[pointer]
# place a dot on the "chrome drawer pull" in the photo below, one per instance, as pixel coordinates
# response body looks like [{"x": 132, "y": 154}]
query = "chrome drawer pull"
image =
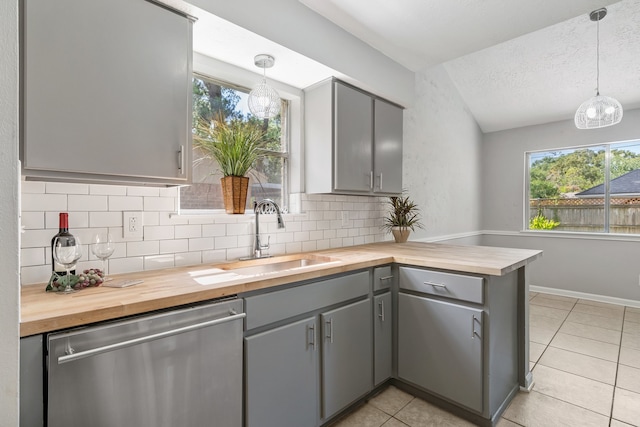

WHAT TO PRODUCE:
Please output the listing above in full, exactly as given, without its images.

SOLUTION:
[pointer]
# place a dot on the "chrome drawer pull" in the photo below, one per instance, as pixel coordinates
# response body looks like [{"x": 132, "y": 154}]
query = "chrome drawer pull"
image =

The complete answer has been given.